> **ISTRUZIONI DEL COMPITO**: Ricopia senza modifiche, dal brano su Foucault e la rivolta iraniana, il tratto che va da "La dimensione religiosa" fino a "progresso, ragione, Stato.".

Foucault non vede qui una rivolta nel senso classico, dialettico, marxista, con un obiettivo, una fine e una strategia. No. Qui c’è qualcosa di più spiazzante: un’intera popolazione che, senza apparati, senza avanguardie, senza vocabolari politici condivisi, si alza in piedi per sottrarsi. Non avanza, non conquista, si rifiuta – e nel rifiuto stesso, genera un’apertura. Non propone un’altra forma di potere, ma una frattura nel potere.
La rivolta iraniana destabilizza, non con la forza, ma con l’enigma. Foucault è affascinato, inquietato, coinvolto. Intuisce che questa non è semplicemente una rivoluzione, ma una sospensione della grammatica politica conosciuta. Un silenzio collettivo che urla.
Ciò che accade in Iran è un gesto assoluto, un dire “no” che non chiede nulla in cambio. Un dire no che non si trasforma in sì a qualcos’altro. Un preferirei di no che resiste al tempo, alla storia, alla ragione. Non è calcolo, non è pianificazione. È pura introduzione della soggettività dentro una macchina che non la prevede più.
La dimensione religiosa della rivolta – così poco comprensibile all’intellettualità europea – si carica di alterità. Foucault osserva. Prima con curiosità, poi con disagio, infine con un rispetto quasi sacro per quell’irriducibile ritornare sulla propria parola che è la preghiera che scardina ogni forma di comando.
Questa rivolta svela l’assurdità delle categorie politiche con cui il mondo moderno pretende di spiegare tutto: rivoluzione, progresso, ragione, Stato.
Il rivoltoso iraniano può morire in silenzio, al margine, senza aver scritto nulla se non la propria esistenza. Nel momento stesso in cui si ritira, prende la scena. Come una macchia su un foglio bianco, come una frase non scritta ma sempre presente: «Direi no».

Dati di annotazione a punti:

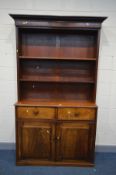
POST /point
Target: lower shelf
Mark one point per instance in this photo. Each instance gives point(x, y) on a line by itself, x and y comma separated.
point(51, 163)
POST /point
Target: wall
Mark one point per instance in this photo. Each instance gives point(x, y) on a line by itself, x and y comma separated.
point(106, 91)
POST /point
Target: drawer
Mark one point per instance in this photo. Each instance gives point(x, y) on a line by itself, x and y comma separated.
point(35, 112)
point(77, 114)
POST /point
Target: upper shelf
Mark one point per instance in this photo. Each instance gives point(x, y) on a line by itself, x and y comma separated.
point(56, 58)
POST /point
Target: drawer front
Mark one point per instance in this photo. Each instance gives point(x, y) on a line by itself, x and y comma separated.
point(35, 112)
point(76, 114)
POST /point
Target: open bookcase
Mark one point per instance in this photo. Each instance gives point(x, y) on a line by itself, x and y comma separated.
point(57, 60)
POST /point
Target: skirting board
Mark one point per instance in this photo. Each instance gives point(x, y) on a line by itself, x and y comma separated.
point(98, 148)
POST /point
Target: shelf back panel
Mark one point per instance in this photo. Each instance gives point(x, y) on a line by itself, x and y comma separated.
point(79, 44)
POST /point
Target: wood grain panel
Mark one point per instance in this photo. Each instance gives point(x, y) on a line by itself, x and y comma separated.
point(35, 112)
point(74, 141)
point(76, 113)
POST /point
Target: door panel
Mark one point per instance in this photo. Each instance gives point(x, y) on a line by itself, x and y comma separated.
point(35, 140)
point(75, 141)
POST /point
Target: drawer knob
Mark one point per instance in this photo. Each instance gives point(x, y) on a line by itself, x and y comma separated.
point(35, 112)
point(77, 114)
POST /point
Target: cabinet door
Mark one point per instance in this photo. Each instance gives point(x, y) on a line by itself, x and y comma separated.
point(75, 141)
point(34, 141)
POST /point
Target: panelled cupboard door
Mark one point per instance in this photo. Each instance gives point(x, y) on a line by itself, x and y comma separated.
point(75, 142)
point(35, 141)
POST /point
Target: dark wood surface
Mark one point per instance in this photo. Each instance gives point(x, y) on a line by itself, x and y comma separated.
point(56, 112)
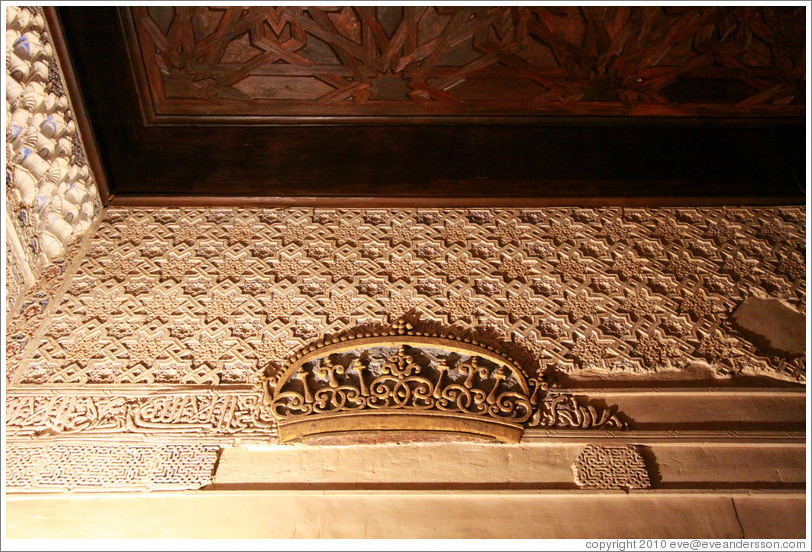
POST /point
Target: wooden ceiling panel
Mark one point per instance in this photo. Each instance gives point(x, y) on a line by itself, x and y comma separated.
point(443, 106)
point(291, 63)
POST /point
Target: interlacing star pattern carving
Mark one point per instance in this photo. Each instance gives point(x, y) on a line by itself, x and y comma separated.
point(236, 289)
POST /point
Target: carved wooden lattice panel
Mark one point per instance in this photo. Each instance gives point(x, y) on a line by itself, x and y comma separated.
point(470, 61)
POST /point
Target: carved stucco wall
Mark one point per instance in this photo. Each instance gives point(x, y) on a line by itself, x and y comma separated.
point(212, 296)
point(51, 198)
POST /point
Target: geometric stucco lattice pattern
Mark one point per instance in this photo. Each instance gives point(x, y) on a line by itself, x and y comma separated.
point(212, 296)
point(105, 467)
point(600, 467)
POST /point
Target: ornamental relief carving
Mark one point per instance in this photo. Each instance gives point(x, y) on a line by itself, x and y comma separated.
point(405, 378)
point(400, 378)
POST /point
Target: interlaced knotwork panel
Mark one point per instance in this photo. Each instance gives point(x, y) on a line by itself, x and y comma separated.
point(108, 467)
point(614, 467)
point(214, 296)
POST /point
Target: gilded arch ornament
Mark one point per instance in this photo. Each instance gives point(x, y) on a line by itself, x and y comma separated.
point(408, 378)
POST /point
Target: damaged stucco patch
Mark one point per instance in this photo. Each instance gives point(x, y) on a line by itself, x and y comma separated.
point(771, 325)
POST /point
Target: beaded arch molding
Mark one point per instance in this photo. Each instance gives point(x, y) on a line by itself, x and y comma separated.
point(410, 379)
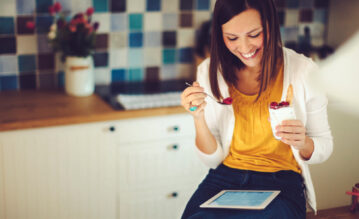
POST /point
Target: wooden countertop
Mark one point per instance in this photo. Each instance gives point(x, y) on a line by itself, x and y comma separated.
point(34, 109)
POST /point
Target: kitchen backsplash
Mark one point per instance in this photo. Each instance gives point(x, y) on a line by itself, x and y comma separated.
point(138, 40)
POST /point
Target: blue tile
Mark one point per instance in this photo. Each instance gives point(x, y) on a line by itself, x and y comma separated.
point(135, 57)
point(136, 21)
point(100, 5)
point(100, 59)
point(136, 39)
point(43, 45)
point(185, 55)
point(7, 25)
point(60, 79)
point(8, 64)
point(135, 74)
point(153, 39)
point(292, 3)
point(25, 7)
point(118, 75)
point(42, 6)
point(8, 45)
point(202, 4)
point(153, 5)
point(169, 56)
point(8, 82)
point(320, 15)
point(27, 63)
point(43, 24)
point(118, 22)
point(66, 4)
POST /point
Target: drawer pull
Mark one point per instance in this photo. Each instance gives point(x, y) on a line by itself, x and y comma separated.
point(173, 195)
point(173, 147)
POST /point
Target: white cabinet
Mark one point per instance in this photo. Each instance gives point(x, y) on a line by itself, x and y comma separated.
point(134, 168)
point(65, 172)
point(158, 168)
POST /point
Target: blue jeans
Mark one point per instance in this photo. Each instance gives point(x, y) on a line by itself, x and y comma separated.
point(289, 204)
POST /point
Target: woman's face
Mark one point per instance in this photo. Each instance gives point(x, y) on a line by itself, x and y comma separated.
point(243, 36)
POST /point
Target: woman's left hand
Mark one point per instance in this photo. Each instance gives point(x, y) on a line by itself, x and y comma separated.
point(292, 132)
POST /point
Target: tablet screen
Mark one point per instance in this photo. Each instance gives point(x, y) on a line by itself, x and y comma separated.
point(241, 199)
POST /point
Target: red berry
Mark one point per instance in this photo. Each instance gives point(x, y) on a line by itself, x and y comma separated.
point(273, 105)
point(228, 100)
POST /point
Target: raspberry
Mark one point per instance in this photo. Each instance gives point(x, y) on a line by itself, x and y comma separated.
point(227, 100)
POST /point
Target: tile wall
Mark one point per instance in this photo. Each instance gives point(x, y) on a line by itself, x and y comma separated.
point(138, 40)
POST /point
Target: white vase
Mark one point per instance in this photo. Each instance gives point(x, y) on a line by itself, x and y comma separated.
point(79, 76)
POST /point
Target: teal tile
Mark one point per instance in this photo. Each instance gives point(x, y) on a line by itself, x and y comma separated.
point(100, 5)
point(135, 57)
point(27, 63)
point(7, 25)
point(135, 74)
point(136, 21)
point(169, 56)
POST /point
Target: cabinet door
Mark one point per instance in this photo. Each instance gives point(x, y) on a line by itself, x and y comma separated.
point(62, 172)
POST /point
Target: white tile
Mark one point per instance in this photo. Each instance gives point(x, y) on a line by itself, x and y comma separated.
point(170, 5)
point(118, 40)
point(102, 76)
point(7, 8)
point(291, 18)
point(153, 21)
point(186, 71)
point(135, 6)
point(118, 58)
point(104, 21)
point(26, 44)
point(186, 37)
point(153, 56)
point(199, 17)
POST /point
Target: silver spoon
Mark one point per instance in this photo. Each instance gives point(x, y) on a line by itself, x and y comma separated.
point(225, 101)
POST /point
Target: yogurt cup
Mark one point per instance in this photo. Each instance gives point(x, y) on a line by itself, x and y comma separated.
point(280, 114)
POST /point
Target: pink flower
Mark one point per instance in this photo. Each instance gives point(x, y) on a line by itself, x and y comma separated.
point(30, 25)
point(57, 7)
point(90, 11)
point(52, 10)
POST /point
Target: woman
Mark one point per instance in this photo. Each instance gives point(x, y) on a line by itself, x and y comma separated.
point(249, 64)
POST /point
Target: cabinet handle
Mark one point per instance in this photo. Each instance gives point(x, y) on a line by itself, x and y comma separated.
point(173, 147)
point(173, 195)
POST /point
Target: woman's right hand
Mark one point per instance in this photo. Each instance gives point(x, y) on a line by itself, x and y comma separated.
point(194, 97)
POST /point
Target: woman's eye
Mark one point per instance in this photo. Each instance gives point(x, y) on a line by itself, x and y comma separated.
point(254, 36)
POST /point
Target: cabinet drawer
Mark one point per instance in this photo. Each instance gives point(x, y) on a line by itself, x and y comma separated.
point(144, 129)
point(146, 165)
point(165, 203)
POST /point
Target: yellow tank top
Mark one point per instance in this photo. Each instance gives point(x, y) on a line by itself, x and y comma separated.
point(253, 146)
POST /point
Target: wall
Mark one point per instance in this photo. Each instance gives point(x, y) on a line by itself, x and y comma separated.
point(343, 21)
point(138, 40)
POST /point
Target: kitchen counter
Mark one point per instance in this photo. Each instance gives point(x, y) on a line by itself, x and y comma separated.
point(35, 109)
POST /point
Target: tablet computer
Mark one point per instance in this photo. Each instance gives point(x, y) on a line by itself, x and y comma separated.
point(241, 199)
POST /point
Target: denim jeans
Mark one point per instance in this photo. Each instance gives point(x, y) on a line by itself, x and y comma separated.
point(289, 204)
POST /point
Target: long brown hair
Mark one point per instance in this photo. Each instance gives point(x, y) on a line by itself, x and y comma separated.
point(227, 63)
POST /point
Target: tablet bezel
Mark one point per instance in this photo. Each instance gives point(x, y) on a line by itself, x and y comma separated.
point(262, 206)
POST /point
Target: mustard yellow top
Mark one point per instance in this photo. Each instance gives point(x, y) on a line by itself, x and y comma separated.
point(253, 146)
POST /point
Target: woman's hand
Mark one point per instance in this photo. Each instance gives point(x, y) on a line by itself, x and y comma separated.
point(193, 97)
point(292, 132)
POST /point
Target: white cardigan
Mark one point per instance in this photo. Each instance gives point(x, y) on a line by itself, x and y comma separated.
point(310, 107)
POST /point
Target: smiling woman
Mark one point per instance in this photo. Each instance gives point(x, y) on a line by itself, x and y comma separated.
point(248, 63)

> **RISPOSTA ESERCIZIO**:
La dimensione religiosa della rivolta – così poco comprensibile all’intellettualità europea – si carica di alterità. Foucault osserva. Prima con curiosità, poi con disagio, infine con un rispetto quasi sacro per quell’irriducibile ritornare sulla propria parola che è la preghiera che scardina ogni forma di comando.
Questa rivolta svela l’assurdità delle categorie politiche con cui il mondo moderno pretende di spiegare tutto: rivoluzione, progresso, ragione, Stato.